(begin)

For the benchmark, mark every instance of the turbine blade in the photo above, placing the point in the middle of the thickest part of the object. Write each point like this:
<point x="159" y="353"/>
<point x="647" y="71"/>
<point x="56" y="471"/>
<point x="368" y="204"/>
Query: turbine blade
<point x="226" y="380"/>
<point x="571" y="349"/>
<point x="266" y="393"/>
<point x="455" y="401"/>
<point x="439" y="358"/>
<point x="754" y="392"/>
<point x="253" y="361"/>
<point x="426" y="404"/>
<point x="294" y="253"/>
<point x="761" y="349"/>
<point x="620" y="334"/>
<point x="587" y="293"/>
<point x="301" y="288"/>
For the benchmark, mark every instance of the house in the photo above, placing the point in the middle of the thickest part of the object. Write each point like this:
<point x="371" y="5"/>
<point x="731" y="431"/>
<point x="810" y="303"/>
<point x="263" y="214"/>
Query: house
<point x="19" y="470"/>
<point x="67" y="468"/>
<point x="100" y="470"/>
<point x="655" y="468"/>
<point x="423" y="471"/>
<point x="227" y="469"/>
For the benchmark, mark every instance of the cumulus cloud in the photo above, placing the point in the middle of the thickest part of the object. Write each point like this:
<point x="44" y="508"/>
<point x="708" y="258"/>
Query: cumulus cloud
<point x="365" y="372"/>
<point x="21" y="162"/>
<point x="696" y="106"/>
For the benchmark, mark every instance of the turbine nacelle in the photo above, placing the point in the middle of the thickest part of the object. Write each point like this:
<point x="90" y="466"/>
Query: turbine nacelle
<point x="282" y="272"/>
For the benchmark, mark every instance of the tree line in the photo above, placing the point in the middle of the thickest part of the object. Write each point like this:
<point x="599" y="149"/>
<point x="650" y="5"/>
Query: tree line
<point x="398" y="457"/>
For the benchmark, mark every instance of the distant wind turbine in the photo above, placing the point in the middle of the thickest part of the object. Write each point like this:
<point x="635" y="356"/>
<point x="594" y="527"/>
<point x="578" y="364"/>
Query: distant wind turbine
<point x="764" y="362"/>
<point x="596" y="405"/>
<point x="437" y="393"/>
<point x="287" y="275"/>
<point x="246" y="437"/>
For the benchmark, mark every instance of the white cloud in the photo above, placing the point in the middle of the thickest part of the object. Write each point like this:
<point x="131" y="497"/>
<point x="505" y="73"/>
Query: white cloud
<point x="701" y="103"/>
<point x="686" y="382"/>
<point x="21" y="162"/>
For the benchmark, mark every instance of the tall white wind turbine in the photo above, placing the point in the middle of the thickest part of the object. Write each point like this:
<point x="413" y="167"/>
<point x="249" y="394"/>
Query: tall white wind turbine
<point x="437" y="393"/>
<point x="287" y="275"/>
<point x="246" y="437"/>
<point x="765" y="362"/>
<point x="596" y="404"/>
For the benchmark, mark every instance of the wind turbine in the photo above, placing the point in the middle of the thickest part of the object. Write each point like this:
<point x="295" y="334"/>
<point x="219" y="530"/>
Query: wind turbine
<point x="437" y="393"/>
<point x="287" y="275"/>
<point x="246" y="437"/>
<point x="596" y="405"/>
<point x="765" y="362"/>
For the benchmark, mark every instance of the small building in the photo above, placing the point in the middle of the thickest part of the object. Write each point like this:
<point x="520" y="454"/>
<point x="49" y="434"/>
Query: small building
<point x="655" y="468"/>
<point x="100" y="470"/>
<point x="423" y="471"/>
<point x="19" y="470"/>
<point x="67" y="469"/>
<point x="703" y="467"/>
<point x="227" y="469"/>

(end)

The task:
All of the material must be reproduced exactly.

Result of this exercise:
For the benchmark, mark every instance of the turbine blade in the photo above, placing the point in the middle of the thickest part of the object. Write each point like this:
<point x="159" y="353"/>
<point x="647" y="71"/>
<point x="56" y="471"/>
<point x="368" y="204"/>
Query: turbine blade
<point x="226" y="380"/>
<point x="571" y="349"/>
<point x="266" y="393"/>
<point x="455" y="401"/>
<point x="439" y="358"/>
<point x="754" y="392"/>
<point x="253" y="361"/>
<point x="426" y="404"/>
<point x="294" y="253"/>
<point x="761" y="349"/>
<point x="620" y="334"/>
<point x="587" y="293"/>
<point x="301" y="288"/>
For the benchmark, mark every instance of the house in the photo above, placing the point in the middle of the thickest part of the object. Write each point like this:
<point x="371" y="5"/>
<point x="731" y="431"/>
<point x="810" y="303"/>
<point x="263" y="214"/>
Query: house
<point x="19" y="470"/>
<point x="67" y="468"/>
<point x="100" y="470"/>
<point x="655" y="468"/>
<point x="423" y="471"/>
<point x="227" y="469"/>
For the benchmark, mark every instance of the cumulus cloud in the photo above, placing the point in the middle of the thickest part of the object. Write each point like this:
<point x="44" y="508"/>
<point x="708" y="258"/>
Query: cumulus cloud
<point x="365" y="372"/>
<point x="21" y="162"/>
<point x="696" y="106"/>
For the benchmark, mark every instance of the turbine nacelle in the photo above, placing the point in the middle of the thickest part of the object. Write each point like this:
<point x="90" y="466"/>
Query: turbine nacelle
<point x="282" y="272"/>
For the benchmark, mark every instance of the tree line in the photo above, placing the point in the middle of the thickest part of the object. Write each point like this:
<point x="599" y="149"/>
<point x="650" y="5"/>
Query: tree line
<point x="398" y="457"/>
For the benchmark, mark every instance of the distant wind turbine in the photo above, placing the point in the middle of the thickest part of the object. Write each point like this:
<point x="635" y="356"/>
<point x="594" y="527"/>
<point x="578" y="364"/>
Query: distant wind turbine
<point x="764" y="362"/>
<point x="596" y="405"/>
<point x="437" y="393"/>
<point x="287" y="275"/>
<point x="246" y="437"/>
For the benchmark, mark every instance of the white cloud in the photo above, placing the point in the middle of the thickest part of the object. Write each point like this:
<point x="131" y="497"/>
<point x="505" y="73"/>
Query: white cloud
<point x="701" y="103"/>
<point x="686" y="382"/>
<point x="21" y="162"/>
For the benchmark, mark every instance of the tall white wind turbine in the photo above, placing the point in the middle of the thickest part of the object. Write each point like this:
<point x="413" y="167"/>
<point x="249" y="394"/>
Query: tall white wind turbine
<point x="437" y="393"/>
<point x="287" y="275"/>
<point x="246" y="437"/>
<point x="765" y="362"/>
<point x="596" y="404"/>
For the benchmark, mark every instance of the wind turbine in the photo above, placing the point in the middle of the thickest part of the object. Write each point like this:
<point x="295" y="334"/>
<point x="219" y="530"/>
Query: wind turbine
<point x="437" y="393"/>
<point x="287" y="275"/>
<point x="246" y="437"/>
<point x="596" y="405"/>
<point x="765" y="362"/>
For the benchmark, mark every instance of the small building in the photo above, placing the point in the middle of the thickest part of the object. Write each point like this:
<point x="520" y="454"/>
<point x="49" y="434"/>
Query: small building
<point x="655" y="468"/>
<point x="100" y="470"/>
<point x="423" y="471"/>
<point x="19" y="470"/>
<point x="67" y="469"/>
<point x="703" y="467"/>
<point x="227" y="469"/>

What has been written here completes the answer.